Start of Data rows
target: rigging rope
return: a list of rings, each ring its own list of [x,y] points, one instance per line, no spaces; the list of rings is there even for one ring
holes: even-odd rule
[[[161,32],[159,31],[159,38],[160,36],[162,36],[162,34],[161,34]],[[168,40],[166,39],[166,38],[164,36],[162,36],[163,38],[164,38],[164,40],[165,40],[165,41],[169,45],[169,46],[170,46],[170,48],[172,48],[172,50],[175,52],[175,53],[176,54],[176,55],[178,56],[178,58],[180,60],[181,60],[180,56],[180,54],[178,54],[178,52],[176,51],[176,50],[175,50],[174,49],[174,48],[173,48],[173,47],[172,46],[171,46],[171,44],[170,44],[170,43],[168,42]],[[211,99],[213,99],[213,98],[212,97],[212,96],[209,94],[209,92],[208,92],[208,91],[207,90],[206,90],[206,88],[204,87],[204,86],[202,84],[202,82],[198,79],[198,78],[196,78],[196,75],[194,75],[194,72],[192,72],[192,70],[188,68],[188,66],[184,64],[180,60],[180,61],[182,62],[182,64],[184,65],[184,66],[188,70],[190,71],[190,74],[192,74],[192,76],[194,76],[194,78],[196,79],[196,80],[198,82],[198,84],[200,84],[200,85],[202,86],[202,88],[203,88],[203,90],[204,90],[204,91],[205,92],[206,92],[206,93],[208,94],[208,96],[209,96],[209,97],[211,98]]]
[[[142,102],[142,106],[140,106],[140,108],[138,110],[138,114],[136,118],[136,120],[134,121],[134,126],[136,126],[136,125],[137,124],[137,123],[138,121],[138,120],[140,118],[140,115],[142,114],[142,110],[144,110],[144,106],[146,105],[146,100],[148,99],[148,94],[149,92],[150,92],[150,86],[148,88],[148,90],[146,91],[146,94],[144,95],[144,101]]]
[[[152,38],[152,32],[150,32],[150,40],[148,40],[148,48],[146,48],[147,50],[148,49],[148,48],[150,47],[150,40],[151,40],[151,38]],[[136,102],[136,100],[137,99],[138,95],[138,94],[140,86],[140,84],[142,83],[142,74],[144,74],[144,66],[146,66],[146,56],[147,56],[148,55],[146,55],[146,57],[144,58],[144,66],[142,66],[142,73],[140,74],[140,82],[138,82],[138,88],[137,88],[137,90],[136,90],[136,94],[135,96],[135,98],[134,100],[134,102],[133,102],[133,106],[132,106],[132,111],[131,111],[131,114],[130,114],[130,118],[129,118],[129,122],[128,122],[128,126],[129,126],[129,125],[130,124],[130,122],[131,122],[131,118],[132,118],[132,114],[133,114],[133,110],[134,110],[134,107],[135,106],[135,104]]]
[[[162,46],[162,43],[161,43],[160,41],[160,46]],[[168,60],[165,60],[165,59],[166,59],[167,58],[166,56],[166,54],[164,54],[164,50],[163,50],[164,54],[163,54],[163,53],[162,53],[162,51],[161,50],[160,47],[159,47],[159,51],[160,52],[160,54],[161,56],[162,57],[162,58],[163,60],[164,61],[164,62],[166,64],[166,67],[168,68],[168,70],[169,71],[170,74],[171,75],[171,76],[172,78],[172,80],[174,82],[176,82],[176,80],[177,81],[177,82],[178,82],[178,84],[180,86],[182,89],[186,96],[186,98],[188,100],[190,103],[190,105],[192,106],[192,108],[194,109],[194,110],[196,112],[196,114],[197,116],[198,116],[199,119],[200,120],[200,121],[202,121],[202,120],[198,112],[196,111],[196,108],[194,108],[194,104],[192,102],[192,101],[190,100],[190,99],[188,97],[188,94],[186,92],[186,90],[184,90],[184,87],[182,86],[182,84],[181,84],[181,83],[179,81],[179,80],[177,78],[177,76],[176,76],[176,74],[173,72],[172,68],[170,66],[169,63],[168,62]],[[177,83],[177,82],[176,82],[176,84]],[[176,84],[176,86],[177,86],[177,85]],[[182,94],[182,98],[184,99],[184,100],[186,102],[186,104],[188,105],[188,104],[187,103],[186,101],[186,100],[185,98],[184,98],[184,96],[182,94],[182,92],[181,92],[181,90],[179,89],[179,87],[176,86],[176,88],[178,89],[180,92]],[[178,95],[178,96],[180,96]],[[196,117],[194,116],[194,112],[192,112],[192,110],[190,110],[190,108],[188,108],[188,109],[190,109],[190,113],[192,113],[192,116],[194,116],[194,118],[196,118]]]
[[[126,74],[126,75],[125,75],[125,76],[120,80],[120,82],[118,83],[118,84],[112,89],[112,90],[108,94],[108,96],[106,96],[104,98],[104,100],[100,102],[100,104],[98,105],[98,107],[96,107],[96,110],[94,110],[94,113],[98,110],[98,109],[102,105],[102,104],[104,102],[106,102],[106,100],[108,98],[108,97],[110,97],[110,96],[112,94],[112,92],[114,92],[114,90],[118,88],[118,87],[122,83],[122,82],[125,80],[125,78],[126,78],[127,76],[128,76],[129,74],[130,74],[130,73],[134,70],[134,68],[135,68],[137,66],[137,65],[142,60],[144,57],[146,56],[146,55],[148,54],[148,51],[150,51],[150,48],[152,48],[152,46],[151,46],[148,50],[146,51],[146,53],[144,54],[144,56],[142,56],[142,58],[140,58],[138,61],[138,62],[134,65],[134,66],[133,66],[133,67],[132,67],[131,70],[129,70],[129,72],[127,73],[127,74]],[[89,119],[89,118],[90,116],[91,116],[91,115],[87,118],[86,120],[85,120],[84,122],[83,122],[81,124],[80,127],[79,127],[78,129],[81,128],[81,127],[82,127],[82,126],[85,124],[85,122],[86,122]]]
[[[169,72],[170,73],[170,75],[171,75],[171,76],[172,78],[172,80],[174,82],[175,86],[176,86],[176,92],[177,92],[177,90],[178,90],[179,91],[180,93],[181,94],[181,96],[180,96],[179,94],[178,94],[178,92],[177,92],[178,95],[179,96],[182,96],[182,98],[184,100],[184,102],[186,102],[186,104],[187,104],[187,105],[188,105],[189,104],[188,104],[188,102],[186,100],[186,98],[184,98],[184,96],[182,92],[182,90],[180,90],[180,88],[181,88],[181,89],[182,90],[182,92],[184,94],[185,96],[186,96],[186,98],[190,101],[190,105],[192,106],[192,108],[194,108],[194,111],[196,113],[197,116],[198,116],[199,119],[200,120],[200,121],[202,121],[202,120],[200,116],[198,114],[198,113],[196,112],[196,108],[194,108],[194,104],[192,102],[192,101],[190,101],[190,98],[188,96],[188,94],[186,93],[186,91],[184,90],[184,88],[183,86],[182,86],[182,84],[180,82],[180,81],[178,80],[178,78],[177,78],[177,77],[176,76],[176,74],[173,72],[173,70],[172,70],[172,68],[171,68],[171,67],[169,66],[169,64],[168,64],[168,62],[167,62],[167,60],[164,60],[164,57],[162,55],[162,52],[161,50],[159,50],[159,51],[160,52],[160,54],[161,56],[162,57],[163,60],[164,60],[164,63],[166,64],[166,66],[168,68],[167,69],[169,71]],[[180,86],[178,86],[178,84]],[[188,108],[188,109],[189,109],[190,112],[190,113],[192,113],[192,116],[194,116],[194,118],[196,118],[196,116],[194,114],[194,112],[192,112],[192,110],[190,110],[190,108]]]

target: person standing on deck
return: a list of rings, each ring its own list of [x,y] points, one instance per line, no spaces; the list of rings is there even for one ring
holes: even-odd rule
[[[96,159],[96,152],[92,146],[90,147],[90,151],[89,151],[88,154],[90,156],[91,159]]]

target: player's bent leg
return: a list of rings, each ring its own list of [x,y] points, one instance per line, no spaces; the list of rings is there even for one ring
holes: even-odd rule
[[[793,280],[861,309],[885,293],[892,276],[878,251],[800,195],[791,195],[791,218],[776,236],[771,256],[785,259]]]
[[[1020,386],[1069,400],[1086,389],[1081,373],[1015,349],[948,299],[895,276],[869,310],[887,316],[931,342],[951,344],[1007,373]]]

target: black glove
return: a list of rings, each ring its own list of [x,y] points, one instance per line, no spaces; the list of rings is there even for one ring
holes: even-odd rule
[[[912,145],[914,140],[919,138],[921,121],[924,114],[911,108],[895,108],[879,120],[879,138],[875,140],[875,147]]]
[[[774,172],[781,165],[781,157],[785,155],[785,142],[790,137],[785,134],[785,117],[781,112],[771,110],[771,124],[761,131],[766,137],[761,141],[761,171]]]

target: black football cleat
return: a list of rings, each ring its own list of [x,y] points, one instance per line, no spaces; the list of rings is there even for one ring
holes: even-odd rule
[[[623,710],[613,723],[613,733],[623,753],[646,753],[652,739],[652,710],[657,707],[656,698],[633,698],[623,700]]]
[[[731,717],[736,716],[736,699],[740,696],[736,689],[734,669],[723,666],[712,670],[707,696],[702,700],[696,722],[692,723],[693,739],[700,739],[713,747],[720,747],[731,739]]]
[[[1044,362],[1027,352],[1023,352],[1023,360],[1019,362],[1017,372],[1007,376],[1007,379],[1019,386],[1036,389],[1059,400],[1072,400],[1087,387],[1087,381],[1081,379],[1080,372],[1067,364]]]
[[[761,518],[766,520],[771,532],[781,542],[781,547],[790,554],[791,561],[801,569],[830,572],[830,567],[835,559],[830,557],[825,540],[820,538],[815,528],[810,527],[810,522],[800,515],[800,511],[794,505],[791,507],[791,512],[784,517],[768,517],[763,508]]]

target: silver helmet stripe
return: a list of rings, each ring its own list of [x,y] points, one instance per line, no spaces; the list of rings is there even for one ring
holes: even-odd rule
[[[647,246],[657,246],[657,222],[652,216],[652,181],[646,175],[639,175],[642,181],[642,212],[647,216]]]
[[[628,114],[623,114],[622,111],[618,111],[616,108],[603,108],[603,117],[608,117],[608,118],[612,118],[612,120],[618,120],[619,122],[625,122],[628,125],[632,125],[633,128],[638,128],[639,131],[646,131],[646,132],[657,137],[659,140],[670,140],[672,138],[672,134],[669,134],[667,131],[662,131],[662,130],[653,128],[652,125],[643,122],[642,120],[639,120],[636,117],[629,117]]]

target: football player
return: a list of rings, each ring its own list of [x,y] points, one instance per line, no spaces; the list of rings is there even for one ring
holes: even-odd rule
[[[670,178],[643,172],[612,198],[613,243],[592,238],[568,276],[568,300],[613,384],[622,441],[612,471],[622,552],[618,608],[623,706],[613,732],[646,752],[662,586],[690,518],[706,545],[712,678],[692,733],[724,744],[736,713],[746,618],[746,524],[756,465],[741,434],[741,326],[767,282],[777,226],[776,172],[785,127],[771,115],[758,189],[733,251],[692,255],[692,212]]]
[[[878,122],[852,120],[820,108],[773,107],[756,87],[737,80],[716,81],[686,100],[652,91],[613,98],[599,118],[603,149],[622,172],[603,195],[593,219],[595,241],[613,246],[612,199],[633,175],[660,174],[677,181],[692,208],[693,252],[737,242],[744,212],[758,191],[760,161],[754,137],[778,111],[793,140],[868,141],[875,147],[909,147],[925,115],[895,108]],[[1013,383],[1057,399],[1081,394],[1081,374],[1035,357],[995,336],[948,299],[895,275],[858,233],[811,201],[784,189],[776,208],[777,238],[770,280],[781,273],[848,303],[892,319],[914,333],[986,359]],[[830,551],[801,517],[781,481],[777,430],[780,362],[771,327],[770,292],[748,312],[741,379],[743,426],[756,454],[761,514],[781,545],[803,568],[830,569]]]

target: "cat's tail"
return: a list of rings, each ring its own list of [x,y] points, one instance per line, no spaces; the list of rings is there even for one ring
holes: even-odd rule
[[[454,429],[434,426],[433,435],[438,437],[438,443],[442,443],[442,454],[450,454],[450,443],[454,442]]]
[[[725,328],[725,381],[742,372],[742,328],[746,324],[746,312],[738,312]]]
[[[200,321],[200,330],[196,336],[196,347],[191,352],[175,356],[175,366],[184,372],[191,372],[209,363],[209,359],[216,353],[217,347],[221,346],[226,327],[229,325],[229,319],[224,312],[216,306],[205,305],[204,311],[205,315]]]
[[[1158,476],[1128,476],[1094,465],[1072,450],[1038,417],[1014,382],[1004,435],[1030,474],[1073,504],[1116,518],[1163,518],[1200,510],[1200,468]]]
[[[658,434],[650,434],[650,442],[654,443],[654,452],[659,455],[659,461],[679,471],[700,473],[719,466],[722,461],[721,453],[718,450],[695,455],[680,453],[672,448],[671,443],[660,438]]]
End of Data rows
Locate each line in the entries above that contains the string "football" and copy those lines out. Case counts.

target: black football cleat
target: football player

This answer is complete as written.